----- Stored records

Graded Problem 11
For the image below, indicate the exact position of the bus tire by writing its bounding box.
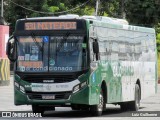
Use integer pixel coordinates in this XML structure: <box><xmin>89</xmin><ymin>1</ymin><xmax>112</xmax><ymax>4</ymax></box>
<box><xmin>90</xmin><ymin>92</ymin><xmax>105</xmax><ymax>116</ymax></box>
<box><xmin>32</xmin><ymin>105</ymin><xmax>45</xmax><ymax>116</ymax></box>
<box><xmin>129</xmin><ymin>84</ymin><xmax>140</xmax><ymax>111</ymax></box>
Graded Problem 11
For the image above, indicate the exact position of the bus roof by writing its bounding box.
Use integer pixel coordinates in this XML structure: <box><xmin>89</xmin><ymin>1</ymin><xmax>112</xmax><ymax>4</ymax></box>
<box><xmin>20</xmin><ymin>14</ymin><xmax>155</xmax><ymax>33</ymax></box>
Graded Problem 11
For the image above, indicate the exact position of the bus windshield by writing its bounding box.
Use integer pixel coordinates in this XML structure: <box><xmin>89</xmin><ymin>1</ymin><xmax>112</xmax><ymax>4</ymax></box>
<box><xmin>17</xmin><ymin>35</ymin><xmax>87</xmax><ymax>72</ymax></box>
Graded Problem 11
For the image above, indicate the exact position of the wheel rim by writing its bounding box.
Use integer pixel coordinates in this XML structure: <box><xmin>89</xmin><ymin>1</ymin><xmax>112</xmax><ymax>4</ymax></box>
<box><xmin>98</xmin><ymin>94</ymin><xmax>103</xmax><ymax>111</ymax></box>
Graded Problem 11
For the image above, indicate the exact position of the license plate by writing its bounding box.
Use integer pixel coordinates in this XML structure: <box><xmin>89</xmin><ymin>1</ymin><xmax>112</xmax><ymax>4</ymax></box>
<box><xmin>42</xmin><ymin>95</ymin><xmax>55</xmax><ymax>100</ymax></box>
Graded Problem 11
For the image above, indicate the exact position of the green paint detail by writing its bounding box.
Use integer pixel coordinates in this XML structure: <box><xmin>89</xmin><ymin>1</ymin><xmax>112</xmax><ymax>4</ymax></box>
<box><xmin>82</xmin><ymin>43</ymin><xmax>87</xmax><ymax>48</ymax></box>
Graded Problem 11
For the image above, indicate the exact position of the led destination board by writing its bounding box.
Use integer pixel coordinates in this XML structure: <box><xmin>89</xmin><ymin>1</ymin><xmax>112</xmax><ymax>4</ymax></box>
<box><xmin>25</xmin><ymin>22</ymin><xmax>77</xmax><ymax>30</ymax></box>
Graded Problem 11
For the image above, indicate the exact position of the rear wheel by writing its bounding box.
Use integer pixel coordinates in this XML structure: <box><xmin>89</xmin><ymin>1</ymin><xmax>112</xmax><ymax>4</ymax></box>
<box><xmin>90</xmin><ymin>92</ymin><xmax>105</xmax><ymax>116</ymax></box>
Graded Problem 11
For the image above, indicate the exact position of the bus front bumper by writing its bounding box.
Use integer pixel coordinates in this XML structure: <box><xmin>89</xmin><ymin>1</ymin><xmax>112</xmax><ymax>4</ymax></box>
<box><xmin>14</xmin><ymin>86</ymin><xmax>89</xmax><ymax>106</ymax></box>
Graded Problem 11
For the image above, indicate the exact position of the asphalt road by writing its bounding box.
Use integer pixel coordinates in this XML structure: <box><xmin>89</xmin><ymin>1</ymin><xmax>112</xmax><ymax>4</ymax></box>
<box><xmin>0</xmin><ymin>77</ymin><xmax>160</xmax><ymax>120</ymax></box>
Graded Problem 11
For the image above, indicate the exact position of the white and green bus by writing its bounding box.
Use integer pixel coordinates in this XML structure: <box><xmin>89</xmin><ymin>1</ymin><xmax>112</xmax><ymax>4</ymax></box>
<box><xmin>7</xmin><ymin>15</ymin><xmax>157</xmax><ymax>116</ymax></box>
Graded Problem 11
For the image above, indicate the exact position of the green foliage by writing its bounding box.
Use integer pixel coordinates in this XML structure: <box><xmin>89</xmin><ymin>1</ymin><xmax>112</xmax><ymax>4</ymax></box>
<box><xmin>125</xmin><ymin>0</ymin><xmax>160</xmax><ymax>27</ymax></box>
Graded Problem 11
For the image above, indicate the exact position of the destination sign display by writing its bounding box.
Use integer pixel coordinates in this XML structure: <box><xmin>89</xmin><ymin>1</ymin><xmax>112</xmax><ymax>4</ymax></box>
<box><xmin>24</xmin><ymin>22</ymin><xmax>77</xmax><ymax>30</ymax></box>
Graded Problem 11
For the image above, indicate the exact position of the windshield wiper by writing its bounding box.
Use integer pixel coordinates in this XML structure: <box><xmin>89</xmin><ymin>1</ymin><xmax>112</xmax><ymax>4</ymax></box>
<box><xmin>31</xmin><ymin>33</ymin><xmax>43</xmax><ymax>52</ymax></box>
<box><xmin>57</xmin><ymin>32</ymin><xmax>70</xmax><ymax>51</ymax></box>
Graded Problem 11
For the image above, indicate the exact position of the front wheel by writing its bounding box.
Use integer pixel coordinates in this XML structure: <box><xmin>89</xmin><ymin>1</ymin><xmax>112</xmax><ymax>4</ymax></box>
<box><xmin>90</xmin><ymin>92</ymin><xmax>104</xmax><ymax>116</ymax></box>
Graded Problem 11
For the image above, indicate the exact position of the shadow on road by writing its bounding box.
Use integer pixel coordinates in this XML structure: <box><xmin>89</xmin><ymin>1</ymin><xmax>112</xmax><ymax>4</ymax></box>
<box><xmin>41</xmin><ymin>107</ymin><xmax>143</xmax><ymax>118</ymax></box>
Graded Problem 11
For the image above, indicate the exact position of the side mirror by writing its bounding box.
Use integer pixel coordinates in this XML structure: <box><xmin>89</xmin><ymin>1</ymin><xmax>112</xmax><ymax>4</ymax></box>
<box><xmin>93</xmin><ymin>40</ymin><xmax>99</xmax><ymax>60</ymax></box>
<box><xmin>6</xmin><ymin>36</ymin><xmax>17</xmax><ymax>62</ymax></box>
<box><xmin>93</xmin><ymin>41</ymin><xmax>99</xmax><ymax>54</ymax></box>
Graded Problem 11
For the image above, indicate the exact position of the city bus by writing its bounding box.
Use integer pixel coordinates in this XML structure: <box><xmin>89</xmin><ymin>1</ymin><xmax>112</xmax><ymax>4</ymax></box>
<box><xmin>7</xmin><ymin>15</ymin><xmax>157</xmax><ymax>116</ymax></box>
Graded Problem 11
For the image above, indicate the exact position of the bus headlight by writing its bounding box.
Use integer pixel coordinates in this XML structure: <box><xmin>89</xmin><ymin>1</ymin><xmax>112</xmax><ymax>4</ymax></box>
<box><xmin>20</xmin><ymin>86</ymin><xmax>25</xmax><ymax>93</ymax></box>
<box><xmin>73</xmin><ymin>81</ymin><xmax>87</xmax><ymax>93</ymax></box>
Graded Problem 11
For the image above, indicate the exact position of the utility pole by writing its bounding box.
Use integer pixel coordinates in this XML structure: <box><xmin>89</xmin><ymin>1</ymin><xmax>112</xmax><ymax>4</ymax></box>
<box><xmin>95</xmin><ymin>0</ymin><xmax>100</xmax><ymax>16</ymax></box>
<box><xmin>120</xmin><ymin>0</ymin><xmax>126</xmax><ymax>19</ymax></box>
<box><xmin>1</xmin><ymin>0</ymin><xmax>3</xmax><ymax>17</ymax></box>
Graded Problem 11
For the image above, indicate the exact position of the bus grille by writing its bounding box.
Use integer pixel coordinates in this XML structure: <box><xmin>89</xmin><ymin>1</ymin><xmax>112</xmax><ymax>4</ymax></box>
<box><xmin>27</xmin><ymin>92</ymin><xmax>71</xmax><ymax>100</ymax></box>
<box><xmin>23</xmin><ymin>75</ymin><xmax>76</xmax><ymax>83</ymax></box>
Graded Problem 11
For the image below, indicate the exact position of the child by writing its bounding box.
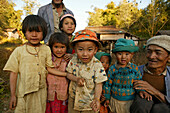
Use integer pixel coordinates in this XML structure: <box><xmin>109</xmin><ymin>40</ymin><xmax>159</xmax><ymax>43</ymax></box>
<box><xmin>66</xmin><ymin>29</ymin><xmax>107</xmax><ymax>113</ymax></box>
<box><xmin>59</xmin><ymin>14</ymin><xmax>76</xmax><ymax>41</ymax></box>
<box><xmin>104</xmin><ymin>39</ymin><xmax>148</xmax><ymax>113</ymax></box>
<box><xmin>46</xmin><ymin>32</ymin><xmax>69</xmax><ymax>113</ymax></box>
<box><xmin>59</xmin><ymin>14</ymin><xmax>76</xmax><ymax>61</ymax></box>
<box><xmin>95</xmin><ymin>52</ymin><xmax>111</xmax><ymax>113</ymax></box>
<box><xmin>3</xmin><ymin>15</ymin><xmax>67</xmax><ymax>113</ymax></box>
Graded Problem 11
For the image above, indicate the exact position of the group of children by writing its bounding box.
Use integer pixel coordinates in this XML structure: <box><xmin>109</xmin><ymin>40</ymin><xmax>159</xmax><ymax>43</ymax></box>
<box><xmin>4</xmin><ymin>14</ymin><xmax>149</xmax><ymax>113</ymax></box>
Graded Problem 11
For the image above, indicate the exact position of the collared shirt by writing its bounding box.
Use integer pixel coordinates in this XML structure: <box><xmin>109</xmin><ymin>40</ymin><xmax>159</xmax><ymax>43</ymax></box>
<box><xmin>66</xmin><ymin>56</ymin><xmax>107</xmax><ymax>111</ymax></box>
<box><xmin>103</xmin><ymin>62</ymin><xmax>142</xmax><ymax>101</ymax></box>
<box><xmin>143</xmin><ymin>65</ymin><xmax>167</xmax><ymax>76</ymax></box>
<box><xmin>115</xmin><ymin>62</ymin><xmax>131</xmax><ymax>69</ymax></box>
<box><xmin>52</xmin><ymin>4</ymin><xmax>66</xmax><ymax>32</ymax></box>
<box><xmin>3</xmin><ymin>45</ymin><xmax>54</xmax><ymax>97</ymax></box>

----------
----- Stored records

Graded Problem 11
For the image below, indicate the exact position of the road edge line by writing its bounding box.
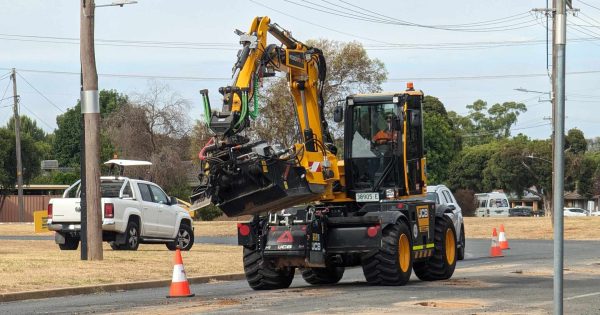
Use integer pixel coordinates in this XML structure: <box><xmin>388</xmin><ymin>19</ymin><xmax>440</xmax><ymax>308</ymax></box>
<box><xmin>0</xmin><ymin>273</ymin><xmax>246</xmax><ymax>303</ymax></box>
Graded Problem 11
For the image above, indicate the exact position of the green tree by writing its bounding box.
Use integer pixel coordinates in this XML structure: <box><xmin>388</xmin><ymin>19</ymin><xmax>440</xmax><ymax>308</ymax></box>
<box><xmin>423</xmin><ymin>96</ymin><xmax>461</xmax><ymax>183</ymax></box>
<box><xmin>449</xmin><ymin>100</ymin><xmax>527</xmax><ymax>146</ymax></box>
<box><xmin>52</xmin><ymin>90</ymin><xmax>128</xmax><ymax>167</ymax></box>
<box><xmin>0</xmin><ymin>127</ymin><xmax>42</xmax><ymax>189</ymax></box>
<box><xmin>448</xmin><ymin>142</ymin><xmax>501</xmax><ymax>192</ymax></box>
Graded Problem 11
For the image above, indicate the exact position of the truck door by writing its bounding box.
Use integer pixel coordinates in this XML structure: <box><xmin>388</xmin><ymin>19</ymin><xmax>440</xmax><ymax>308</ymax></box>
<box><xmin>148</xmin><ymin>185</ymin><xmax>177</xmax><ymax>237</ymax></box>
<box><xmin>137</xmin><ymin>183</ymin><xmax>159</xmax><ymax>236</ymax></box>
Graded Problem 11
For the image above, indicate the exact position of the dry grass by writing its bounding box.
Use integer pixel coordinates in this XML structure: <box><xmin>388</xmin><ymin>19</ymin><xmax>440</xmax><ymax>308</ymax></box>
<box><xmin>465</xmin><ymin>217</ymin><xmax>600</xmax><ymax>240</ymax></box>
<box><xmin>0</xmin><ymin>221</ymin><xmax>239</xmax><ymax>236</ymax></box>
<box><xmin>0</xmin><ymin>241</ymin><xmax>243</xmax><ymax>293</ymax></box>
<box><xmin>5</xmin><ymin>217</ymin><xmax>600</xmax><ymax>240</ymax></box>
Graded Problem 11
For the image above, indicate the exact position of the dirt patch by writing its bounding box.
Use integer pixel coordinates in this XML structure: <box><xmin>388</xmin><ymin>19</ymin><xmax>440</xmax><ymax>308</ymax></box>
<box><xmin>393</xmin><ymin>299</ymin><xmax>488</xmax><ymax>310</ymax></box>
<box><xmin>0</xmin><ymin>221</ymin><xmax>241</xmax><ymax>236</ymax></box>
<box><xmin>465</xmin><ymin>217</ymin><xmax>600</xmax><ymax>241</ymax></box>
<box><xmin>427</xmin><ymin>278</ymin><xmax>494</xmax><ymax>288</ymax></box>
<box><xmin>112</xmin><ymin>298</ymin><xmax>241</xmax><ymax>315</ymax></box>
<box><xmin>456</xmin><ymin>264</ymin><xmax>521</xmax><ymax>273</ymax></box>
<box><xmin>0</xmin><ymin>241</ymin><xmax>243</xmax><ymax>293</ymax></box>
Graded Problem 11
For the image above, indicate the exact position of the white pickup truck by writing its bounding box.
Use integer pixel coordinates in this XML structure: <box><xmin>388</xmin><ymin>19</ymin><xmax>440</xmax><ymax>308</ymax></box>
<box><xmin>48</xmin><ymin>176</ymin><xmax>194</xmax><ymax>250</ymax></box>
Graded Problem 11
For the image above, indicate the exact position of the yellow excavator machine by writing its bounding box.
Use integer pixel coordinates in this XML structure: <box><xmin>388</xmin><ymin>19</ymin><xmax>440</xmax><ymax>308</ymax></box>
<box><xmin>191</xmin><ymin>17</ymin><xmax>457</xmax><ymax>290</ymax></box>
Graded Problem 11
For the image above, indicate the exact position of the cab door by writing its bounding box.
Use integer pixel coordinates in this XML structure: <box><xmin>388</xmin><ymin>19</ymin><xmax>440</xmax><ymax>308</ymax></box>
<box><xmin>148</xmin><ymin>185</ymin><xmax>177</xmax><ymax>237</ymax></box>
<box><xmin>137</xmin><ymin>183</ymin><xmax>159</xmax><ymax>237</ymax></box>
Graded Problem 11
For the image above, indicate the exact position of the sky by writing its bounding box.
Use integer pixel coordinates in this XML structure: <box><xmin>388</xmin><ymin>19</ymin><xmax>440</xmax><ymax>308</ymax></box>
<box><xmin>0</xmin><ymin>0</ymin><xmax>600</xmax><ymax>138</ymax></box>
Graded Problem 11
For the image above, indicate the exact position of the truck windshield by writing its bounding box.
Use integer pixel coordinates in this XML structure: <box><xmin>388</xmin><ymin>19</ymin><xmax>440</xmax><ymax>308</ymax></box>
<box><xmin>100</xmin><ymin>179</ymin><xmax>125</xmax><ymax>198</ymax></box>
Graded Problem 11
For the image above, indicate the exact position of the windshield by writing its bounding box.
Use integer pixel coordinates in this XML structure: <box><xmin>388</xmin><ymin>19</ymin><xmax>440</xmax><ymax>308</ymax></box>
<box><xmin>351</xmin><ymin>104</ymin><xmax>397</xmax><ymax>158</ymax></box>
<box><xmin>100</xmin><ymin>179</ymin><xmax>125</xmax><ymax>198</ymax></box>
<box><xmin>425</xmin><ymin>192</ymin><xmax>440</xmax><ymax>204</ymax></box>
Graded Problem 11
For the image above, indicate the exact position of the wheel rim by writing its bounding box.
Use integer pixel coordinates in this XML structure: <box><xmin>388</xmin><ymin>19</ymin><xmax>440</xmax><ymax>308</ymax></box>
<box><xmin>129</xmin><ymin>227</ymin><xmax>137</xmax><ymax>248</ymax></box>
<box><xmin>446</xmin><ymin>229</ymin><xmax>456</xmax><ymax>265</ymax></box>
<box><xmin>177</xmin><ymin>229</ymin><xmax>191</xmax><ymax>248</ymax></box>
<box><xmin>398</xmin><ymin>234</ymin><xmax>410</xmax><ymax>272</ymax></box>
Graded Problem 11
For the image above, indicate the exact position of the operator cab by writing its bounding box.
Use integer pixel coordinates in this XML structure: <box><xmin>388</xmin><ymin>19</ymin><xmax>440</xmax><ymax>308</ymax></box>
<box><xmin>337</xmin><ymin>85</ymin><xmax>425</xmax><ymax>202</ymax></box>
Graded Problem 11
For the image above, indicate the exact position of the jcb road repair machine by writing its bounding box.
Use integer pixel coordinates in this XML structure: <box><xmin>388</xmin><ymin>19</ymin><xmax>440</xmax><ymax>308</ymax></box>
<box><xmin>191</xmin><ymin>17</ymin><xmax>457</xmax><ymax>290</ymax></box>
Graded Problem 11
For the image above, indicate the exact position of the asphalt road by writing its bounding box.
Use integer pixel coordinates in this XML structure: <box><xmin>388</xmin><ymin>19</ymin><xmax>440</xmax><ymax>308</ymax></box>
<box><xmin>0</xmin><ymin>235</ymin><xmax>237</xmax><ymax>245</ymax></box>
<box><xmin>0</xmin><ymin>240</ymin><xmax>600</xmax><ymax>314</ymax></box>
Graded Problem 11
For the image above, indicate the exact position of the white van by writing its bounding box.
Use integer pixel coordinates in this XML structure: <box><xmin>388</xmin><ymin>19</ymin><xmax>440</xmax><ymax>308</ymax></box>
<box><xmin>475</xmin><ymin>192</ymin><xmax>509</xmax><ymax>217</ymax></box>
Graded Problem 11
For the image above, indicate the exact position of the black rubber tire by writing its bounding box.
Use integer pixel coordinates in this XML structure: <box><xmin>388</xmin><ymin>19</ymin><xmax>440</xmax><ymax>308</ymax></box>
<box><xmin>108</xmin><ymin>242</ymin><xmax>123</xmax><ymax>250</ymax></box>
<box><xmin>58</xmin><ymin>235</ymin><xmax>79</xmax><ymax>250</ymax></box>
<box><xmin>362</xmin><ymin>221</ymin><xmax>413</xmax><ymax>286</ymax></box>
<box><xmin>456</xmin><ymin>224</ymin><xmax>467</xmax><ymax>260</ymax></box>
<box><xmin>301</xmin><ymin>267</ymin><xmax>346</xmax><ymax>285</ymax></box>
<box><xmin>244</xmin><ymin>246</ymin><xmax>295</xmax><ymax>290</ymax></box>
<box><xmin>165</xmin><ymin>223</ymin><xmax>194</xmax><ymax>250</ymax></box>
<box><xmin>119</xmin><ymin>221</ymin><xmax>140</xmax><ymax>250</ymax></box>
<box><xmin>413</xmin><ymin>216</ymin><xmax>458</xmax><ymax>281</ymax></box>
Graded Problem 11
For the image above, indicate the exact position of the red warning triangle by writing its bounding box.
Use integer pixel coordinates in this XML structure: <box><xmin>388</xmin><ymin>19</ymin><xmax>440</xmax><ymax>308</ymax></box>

----------

**Work to complete**
How many lines of the records contain the word "white"? Give only the number.

**Written reply**
3